> What you will do: Write out every entry exactly as it appears, omitting the pictures.
——
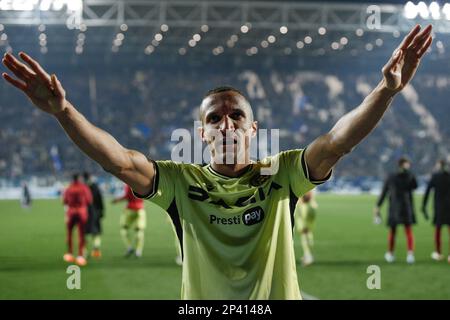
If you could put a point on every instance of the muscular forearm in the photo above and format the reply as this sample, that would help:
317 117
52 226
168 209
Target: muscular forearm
353 127
96 143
——
> Completed task:
If you could put a point on every instance of the muscular forearm in the photo above and format the reply as this sample, that would help:
317 117
52 226
168 209
Target: muscular forearm
353 127
96 143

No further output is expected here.